» **PROBLEM A**:
Copy the text about Night Train word for word, between "In addition to" and "past and present.", inclusive.
» **PROBLEM B**:
According to the text about Night Train, which WLRN affiliate carried the show's live simulcast to the Florida Keys?

Grossman kept his day job with the post office because, he joked, "the postal uniform paid the bills while WLRN paid my ego."

==Night Train==

Grossman's program, Night Train, premiered on WLRN in January 1977. He served as its sole regular host from its debut until his retirement and final broadcast on December 29, 2024. In the late 1970s, it was a three-hour show that aired on Friday nights. In the 1980s, it moved to Sunday nights and expanded to four hours. In later years, it was also simulcast live to the Florida Keys on WLRN's affiliate, WKWM.

"Jazz is an intimate thing, a late-night form. So is radio. Johnny Carson talks to an audience, I talk to you, to one person."
— — Grossman, in an October 1983 interview

In addition to playing the recordings on his show, Grossman supplied anecdotes and authoritative commentary about the bands and performers, including album notes and assorted trivia. He often peppered his show with mentions of the birthdays, deaths, or other anniversaries of jazz notables, past and present.

"As if you’re in my living room and I say to you, ‘Hey, come over here, I want you to listen to this.'"
— — describing his broadcast style, in January 2007

Occasionally, the show featured local or nationally known recording artists or other musicians as in-studio guests, with Grossman playing recordings and quizzing his guest about the identity of the recording's performer(s) or vocalist(s).

In keeping with the show's locomotive-themed title, Grossman was known for donning a train conductor's striped railroad hat as he broadcast each week. The Miami Herald once described Night Train as a "rambling, rumbling three-hour local service with stops at Big Band, Dixieland, The Blues and Crooner City."

=== Audience ===
A 2024 Radio Online article said:

"Listeners of 'The Night Train' span generations, with older audiences reliving the tunes of their youth and younger fans discovering the allure of vintage sounds. Grossman's approachable delivery and rich narratives transform each episode into a learning experience, akin to a class on musical heritage."

» **EXTRACTED RECORDS**:
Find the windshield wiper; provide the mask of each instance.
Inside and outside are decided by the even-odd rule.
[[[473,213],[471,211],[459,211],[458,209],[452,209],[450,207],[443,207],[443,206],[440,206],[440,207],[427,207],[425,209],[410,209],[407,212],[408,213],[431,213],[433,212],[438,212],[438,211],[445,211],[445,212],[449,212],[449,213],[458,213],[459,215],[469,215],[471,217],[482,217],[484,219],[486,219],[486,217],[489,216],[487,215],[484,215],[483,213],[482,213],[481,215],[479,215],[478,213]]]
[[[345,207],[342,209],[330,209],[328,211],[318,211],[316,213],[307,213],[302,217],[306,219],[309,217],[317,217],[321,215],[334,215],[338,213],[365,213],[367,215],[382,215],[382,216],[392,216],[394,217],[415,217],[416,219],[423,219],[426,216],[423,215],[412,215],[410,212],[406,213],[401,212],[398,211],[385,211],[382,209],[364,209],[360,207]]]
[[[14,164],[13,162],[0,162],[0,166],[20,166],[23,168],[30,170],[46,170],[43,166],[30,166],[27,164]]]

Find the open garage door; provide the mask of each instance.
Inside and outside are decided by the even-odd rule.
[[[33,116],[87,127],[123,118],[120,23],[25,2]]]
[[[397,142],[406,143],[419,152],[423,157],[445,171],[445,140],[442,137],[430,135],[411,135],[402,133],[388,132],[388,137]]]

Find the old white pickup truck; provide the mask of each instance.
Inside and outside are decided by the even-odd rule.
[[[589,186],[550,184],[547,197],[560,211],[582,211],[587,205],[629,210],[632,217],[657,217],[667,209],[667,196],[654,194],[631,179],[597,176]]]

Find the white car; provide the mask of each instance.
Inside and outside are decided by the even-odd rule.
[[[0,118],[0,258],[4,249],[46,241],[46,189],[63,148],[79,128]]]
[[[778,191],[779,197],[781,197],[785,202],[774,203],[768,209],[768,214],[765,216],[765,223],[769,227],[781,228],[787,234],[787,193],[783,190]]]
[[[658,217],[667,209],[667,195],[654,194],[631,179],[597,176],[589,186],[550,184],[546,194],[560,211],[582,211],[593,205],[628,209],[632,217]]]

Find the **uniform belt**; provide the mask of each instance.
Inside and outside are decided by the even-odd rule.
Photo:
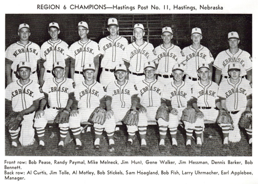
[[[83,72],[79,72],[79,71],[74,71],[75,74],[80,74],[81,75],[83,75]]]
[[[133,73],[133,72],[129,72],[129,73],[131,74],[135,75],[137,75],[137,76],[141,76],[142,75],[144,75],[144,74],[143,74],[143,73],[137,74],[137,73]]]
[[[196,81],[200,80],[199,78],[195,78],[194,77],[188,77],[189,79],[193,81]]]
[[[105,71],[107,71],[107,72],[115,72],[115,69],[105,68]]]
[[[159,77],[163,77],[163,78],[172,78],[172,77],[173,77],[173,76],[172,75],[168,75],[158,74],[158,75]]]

* * *

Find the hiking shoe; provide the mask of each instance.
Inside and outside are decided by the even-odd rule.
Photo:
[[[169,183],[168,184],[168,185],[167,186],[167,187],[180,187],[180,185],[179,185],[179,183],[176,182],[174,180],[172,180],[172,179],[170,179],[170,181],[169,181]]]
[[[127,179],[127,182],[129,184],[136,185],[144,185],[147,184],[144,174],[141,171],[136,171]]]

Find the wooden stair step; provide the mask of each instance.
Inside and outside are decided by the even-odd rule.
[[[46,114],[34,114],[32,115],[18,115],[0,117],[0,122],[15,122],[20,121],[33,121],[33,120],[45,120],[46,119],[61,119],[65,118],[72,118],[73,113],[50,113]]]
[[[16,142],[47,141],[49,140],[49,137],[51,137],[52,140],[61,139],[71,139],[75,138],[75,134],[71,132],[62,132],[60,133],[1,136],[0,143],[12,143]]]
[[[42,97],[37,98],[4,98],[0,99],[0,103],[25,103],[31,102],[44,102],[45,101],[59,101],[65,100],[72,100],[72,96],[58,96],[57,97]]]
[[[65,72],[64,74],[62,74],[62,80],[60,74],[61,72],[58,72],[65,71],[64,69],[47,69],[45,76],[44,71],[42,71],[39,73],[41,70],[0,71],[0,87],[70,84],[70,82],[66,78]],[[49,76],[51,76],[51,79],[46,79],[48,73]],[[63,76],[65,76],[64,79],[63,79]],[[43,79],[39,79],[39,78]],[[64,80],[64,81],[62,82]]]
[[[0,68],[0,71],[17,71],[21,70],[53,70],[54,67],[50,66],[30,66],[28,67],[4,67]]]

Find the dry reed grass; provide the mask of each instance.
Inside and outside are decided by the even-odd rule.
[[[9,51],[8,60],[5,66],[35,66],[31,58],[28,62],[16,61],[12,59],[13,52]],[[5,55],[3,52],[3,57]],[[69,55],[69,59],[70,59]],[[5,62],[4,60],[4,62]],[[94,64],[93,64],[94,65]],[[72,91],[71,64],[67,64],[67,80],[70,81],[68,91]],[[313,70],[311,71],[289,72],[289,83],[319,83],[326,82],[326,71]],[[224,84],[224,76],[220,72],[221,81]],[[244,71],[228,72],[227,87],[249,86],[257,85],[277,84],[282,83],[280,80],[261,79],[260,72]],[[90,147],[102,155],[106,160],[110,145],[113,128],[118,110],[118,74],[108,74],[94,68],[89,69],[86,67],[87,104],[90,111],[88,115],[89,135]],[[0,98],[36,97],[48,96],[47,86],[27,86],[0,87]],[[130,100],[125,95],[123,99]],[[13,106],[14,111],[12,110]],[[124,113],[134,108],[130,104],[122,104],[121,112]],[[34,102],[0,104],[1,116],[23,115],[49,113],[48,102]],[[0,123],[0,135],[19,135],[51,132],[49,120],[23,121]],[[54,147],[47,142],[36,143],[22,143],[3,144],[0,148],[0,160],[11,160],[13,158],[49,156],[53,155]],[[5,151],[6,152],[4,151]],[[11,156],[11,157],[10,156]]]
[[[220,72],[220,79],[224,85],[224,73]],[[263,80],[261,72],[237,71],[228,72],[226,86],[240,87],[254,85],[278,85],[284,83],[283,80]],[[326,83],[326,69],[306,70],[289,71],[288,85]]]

---

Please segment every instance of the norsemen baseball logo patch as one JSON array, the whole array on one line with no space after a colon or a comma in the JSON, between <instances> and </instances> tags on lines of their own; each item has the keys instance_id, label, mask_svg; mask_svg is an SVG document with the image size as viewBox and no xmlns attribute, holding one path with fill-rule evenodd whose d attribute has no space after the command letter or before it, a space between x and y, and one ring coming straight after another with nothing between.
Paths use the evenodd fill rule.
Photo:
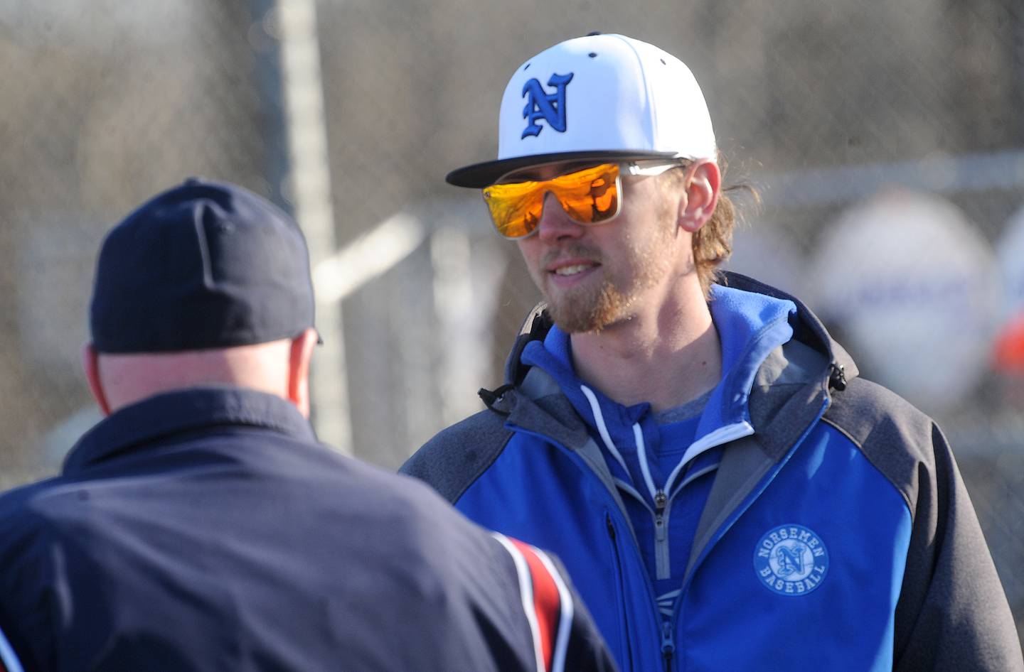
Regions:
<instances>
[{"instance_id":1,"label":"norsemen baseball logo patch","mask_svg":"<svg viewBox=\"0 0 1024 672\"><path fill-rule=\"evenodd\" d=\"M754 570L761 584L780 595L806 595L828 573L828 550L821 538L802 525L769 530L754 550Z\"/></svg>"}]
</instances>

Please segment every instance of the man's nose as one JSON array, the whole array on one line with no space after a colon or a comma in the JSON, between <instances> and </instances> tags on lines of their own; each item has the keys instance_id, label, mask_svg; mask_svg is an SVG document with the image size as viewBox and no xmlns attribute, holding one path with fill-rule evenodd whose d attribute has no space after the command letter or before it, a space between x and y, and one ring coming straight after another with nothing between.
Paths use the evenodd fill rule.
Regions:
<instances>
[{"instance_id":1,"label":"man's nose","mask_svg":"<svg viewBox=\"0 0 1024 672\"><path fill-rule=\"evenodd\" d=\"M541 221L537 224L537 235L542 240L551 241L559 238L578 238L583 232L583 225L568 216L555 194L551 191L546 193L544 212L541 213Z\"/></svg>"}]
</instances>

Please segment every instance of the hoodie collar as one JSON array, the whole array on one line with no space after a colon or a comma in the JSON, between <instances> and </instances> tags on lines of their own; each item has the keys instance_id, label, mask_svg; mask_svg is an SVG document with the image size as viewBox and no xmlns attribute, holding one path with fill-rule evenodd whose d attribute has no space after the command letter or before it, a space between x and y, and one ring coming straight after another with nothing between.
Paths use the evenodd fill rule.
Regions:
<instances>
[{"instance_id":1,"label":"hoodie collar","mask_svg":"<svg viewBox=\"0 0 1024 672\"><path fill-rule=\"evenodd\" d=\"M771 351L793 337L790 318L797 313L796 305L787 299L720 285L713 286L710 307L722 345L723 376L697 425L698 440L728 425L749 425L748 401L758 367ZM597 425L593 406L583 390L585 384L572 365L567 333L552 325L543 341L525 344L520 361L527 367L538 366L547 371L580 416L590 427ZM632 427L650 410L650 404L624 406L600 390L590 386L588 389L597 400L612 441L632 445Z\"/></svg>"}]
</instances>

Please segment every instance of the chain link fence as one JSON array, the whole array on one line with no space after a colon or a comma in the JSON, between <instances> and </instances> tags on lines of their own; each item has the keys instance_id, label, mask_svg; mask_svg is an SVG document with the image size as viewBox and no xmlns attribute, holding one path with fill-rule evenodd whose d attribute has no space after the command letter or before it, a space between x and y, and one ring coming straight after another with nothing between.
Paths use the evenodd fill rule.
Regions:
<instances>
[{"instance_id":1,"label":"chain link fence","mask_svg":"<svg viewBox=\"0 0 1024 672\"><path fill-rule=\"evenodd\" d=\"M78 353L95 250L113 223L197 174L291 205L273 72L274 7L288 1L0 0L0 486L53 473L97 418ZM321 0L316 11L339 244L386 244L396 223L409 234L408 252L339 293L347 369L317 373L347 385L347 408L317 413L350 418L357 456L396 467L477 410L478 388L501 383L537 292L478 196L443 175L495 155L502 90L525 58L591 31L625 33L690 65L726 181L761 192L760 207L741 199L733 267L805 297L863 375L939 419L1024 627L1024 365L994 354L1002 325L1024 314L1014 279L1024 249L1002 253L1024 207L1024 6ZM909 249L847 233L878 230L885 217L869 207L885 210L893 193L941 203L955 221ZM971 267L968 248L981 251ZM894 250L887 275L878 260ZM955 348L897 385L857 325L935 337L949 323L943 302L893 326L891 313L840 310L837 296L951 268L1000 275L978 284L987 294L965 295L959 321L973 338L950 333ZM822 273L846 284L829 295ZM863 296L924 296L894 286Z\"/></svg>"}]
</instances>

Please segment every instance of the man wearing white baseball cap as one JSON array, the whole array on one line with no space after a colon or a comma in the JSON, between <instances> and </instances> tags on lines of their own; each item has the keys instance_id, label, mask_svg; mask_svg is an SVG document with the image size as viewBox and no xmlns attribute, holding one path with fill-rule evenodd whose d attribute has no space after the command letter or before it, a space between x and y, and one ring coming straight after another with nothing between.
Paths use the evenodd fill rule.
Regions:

» **TASK ANSWER A**:
In addition to playing the recordings on his show, Grossman supplied anecdotes and authoritative commentary about the bands and performers, including album notes and assorted trivia. He often peppered his show with mentions of the birthdays, deaths, or other anniversaries of jazz notables, past and present.

» **TASK ANSWER B**:
WKWM